══ DOCUMENT EXTRACT ══

Up until this point, Wreck and Reference could still fall under the parameters of post-metal. Not in the usual genre tropes, but more like The Body or Health. Ignat Frege and Felix Skinner have spent the past decade combining elements of black metal, drone pop, post-industrial music and other styles for a decade. Since its inception, the band has left listeners perplexed and fascinated by its depressive electro-acoustic explorations. For Absolute Still Life, Wreck and Reference almost entirely leaves anything remotely rock-related behind. In a cross section of lo-fi hip-hop and post-industrial, Frege and Skinner reach some of their most haunting territory.
Singles “A Mirror,” “Sturdy Dawn” and “What Goes In And Comes Out” exemplify Absolute Still Life’s complete departure from rock elements. In fact, Wreck and Reference’s new direction would be more likely to appeal to fans of cloud rap.
What’s immediately noticeable is the production’s balance between nuance and minimalism. The three songs’ respective glossy synths, paranoid arpeggiations and dreary drones are achieved without relying on an overabundance of sound effects. The band’s reliance on electronics is at an all-time high, but the sparse beats and deep atmospheres leave room for some soft-spoken but incredibly vivid lyrics.
Themes of nihilism, depression and anxiety aren’t new to Wreck and Reference, but tunes like the simple, depressive beat music of “Eris Came To Me At Night” benefit from some rapturous tales of internal strife. “I just lay back and waited for the drama to begin/ For my life to unravel crumble or capsize,” Frege sings, his words speaking to the heart of existential nightmares.

═══

## LIST OF TASKS:
1. Check each statement against the Absolute Still Life review and answer yes or no, quoting the words from the review that settle it. (a) Frege and Skinner have spent the past decade combining black metal, drone pop and post-industrial music, among other styles. (b) The three singles depend on an overabundance of sound effects. (c) Nihilism, depression and anxiety are new themes for Wreck and Reference.
2. Resume the Absolute Still Life review after its final sentence, keeping its voice.

══ DATASET RECORDS ══

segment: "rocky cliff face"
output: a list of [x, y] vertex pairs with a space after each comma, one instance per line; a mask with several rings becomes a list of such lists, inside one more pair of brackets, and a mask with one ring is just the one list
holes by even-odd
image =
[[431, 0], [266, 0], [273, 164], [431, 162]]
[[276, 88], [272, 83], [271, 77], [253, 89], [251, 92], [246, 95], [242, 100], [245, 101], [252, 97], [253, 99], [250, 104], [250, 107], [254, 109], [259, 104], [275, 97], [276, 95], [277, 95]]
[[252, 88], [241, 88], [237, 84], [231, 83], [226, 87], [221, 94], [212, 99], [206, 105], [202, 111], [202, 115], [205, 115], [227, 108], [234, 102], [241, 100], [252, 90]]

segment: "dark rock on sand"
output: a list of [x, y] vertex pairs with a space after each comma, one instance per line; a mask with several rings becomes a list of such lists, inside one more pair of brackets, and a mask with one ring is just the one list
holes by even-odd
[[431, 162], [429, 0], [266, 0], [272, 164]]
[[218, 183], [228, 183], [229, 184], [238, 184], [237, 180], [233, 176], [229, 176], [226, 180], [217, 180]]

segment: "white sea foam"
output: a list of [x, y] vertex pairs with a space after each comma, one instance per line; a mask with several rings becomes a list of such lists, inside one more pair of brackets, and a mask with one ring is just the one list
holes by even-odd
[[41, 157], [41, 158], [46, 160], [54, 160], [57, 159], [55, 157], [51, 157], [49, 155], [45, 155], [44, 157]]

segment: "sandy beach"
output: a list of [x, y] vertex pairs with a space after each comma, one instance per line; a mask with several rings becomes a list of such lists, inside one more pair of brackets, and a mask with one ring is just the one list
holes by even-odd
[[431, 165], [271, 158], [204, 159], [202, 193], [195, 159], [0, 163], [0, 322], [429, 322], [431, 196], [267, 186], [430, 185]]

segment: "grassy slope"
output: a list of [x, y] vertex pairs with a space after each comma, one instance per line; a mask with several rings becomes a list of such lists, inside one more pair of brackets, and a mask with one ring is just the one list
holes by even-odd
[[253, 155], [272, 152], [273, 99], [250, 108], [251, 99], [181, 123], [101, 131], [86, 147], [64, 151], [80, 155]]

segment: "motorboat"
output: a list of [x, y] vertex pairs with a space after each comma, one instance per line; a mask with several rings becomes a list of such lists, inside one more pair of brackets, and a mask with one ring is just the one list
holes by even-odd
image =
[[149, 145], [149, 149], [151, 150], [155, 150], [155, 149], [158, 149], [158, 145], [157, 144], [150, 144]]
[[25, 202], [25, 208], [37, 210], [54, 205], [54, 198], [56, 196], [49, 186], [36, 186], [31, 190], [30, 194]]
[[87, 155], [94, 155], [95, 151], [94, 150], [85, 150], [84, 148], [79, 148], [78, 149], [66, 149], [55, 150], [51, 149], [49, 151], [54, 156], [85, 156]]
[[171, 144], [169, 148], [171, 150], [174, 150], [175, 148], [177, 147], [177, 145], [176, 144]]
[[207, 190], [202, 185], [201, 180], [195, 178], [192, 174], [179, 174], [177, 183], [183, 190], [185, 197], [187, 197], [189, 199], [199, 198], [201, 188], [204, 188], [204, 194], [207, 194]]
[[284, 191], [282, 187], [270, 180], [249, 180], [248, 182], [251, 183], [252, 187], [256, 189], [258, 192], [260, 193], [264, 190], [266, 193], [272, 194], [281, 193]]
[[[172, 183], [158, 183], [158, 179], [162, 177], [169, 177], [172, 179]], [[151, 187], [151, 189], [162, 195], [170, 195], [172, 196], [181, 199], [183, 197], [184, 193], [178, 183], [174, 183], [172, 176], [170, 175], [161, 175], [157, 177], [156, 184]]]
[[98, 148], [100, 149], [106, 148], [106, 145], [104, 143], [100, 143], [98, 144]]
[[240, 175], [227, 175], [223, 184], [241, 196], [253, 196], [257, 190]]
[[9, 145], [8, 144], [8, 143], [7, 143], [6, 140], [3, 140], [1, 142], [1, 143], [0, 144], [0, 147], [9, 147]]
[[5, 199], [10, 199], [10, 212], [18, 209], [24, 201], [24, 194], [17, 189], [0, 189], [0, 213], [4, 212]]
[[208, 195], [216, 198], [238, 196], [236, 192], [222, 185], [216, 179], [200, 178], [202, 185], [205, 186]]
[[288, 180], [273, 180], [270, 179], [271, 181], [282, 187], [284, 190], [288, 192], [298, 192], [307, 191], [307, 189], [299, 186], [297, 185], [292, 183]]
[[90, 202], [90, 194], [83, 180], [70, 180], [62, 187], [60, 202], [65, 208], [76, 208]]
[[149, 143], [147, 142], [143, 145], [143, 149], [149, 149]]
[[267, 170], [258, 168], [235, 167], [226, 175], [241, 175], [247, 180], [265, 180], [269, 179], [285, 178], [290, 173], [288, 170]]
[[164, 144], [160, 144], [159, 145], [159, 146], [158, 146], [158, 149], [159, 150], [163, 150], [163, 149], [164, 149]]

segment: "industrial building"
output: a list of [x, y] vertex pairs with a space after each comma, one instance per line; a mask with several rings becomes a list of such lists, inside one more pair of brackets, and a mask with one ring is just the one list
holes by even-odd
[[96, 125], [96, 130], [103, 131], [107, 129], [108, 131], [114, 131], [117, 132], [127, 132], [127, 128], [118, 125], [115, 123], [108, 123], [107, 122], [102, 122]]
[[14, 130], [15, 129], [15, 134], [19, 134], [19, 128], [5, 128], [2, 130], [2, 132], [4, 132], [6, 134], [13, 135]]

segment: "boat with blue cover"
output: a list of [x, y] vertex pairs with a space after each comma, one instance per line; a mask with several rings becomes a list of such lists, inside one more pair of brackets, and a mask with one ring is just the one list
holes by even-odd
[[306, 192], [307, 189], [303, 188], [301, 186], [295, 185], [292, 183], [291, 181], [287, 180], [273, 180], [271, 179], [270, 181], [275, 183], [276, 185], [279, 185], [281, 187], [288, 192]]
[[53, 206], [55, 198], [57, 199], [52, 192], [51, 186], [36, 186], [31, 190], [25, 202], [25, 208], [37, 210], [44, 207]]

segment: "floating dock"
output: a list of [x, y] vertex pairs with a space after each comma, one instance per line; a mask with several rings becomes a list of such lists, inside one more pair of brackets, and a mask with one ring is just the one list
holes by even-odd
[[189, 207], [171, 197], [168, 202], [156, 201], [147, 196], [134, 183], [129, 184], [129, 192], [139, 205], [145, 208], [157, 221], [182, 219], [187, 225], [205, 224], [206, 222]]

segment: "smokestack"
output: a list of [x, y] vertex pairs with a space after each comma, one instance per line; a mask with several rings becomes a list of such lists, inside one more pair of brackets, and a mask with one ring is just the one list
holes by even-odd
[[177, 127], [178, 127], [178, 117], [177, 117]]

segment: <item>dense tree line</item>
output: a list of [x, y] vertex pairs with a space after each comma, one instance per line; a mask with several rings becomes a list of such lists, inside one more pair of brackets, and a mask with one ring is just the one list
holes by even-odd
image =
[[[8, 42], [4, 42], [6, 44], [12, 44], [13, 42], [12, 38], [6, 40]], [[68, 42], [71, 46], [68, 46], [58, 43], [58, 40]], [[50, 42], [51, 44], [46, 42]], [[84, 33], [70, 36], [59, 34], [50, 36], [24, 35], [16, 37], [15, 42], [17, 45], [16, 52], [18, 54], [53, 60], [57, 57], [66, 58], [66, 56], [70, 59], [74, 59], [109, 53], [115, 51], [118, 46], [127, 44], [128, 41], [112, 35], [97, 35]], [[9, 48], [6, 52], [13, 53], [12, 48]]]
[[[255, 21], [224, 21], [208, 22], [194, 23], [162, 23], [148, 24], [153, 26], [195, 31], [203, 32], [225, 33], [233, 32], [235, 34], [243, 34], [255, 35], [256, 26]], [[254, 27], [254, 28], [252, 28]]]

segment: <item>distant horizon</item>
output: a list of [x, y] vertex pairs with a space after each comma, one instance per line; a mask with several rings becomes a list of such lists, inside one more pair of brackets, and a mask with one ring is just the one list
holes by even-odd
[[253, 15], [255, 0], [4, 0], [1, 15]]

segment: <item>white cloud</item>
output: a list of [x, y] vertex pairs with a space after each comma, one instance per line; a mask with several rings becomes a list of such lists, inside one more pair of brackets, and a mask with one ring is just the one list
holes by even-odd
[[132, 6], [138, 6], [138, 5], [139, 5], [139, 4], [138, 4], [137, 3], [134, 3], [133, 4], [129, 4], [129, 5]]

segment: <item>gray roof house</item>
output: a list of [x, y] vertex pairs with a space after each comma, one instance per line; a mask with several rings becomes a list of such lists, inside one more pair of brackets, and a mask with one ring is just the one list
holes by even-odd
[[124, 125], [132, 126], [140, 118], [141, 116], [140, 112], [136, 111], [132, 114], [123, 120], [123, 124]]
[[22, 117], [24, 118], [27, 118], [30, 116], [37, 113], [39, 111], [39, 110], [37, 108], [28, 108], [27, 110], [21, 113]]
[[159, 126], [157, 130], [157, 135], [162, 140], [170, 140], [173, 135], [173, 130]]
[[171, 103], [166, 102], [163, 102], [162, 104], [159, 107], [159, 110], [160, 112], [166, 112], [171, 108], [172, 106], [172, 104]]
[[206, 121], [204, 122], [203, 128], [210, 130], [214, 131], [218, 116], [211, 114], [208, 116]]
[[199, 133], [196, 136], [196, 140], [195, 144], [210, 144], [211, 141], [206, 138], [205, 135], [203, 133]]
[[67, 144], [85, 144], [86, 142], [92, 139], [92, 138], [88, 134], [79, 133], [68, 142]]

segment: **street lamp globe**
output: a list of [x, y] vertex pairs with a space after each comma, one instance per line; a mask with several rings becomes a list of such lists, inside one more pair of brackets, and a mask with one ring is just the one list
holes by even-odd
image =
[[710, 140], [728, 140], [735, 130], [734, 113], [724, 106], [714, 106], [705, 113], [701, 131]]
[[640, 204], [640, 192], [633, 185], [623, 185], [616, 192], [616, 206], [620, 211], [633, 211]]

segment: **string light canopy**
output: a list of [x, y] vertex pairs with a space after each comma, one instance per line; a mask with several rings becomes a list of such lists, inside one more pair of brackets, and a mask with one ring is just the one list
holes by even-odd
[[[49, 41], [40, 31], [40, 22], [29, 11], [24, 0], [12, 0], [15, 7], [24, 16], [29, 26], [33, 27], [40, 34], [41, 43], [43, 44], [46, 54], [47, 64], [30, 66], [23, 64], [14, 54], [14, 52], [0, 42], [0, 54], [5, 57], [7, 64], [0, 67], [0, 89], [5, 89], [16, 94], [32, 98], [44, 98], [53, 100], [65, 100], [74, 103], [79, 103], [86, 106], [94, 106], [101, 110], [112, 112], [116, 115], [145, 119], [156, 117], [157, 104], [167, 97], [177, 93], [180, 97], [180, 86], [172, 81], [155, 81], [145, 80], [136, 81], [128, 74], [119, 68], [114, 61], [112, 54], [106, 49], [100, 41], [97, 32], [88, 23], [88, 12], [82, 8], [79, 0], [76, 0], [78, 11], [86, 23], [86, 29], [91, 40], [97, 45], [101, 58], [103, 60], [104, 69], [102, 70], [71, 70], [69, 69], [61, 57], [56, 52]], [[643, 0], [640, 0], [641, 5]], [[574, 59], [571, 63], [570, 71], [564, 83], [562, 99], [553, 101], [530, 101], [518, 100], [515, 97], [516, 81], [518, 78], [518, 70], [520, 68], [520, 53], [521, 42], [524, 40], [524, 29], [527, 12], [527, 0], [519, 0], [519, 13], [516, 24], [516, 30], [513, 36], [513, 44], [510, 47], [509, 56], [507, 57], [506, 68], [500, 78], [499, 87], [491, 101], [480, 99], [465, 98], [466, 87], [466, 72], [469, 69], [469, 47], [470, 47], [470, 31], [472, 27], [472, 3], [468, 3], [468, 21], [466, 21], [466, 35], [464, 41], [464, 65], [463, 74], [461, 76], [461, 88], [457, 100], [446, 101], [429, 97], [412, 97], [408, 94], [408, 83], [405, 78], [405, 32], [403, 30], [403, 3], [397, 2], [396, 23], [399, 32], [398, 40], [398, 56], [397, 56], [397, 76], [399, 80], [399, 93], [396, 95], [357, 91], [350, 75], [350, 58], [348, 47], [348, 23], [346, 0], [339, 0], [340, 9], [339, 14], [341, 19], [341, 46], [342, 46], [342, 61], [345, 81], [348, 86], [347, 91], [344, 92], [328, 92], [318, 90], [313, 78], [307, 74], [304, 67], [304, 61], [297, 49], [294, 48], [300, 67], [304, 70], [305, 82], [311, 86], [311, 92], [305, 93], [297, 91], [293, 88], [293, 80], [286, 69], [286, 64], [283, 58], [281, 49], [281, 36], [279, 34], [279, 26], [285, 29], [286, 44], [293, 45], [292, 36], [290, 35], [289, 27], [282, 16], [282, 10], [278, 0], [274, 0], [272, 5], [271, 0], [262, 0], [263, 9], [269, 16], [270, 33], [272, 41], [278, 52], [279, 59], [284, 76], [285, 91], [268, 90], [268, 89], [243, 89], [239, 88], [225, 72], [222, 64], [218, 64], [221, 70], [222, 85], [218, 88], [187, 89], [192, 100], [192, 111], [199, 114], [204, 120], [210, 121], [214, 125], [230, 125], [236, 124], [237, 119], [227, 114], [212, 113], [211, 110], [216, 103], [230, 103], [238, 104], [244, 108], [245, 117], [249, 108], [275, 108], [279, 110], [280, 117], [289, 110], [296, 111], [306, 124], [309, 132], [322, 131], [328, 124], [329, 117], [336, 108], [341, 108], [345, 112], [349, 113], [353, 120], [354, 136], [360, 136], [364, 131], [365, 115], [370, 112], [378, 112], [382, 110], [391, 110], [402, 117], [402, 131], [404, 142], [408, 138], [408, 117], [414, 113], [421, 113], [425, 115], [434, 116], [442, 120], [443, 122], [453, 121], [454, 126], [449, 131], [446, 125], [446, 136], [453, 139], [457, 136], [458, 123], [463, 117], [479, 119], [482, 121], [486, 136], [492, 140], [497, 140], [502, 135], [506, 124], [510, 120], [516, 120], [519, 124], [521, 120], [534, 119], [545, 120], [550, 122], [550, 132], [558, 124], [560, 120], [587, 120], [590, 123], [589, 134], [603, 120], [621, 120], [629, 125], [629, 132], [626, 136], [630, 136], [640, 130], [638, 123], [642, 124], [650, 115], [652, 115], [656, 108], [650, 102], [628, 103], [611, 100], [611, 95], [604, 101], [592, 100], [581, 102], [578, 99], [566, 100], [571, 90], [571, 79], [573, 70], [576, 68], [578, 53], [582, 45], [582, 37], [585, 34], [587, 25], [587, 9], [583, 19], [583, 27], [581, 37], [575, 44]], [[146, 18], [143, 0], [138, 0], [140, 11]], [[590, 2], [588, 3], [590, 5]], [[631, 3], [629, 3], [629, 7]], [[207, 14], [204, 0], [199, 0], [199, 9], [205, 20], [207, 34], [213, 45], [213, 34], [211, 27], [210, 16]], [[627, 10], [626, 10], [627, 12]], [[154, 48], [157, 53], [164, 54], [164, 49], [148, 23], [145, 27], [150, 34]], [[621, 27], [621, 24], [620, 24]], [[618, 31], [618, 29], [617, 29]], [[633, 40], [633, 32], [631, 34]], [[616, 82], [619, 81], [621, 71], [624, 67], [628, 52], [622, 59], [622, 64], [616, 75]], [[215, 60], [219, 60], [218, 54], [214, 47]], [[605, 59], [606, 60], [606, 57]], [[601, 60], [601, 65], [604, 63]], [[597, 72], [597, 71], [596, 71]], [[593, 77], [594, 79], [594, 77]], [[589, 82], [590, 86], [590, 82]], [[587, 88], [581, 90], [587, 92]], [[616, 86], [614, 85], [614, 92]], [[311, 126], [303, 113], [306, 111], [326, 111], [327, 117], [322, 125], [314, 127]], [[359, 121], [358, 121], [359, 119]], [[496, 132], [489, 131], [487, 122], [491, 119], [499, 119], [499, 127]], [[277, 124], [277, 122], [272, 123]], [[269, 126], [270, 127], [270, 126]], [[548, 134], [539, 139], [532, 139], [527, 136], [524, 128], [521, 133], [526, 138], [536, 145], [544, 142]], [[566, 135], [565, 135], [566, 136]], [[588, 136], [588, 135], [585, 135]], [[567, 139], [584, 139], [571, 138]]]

═══

## TASK RESULTS:
1.
(a) Yes: "Ignat Frege and Felix Skinner have spent the past decade combining elements of black metal, drone pop, post-industrial music and other styles"
(b) No: "are achieved without relying on an overabundance of sound effects"
(c) No: "Themes of nihilism, depression and anxiety aren’t new to Wreck and Reference"

2.
The moody, noisy and hauntingly melodic “In Uniform” gies a step further by mocking the idea of righteous martyrdom: “If you could, you would vomit on cue on the face of those who have wronged you/ You say you won’t, but you will/ Aren’t you the righteous one?” These chilling sentiments add a lot of weight to a record largely void of Wreck and Reference’s aggressive side.
Both “Stubborn Lake” and “Dumb Forest” heavily use processed vocal samples. The former continuously blurs the line between between real voices and sampling, and the latter incorporates them into its glitchy atonality. The way these soundscapes evolve and transform is the foundation by which Absolute Still Life becomes more than a mere genre experiment.
These arrangements are emotional and multifaceted, in accordance with the lyrical depth. “Amends” accomplishes this as its staggered shuffle beat and pronounced keyboard chords gradually lead to a convincing crescendo of synthetic layering. Centering on the inability to find closure in the throes of self-destructive chaos, it personifies the synergy Wreck and Reference finds in its sonics and concepts. The rising action follows the protagonists’ despondent realization: “There’s no patient parent waiting to tell you you’re just doing fine.”
“Irony Of Being Something” ends the album in a stylistic range encompassing Arca-like avant-electronics, harrowing noise pop and abstract hip-hop. Wreck and Reference simultaneously acknowledges the brokenness of life and resigns itself to the misery: “If happiness writes white on the page/ Find a dark pit and throw me in.”
These final words encapsulate Absolute Still Life’s overall feel. It moves slowly, but spans the whole of human existence through a lense of deadening cynicism. That shouldn’t surprise anyone even passingly familiar with the band, but considering how much its aura has changed, the fact it translates so effectively is quite remarkable.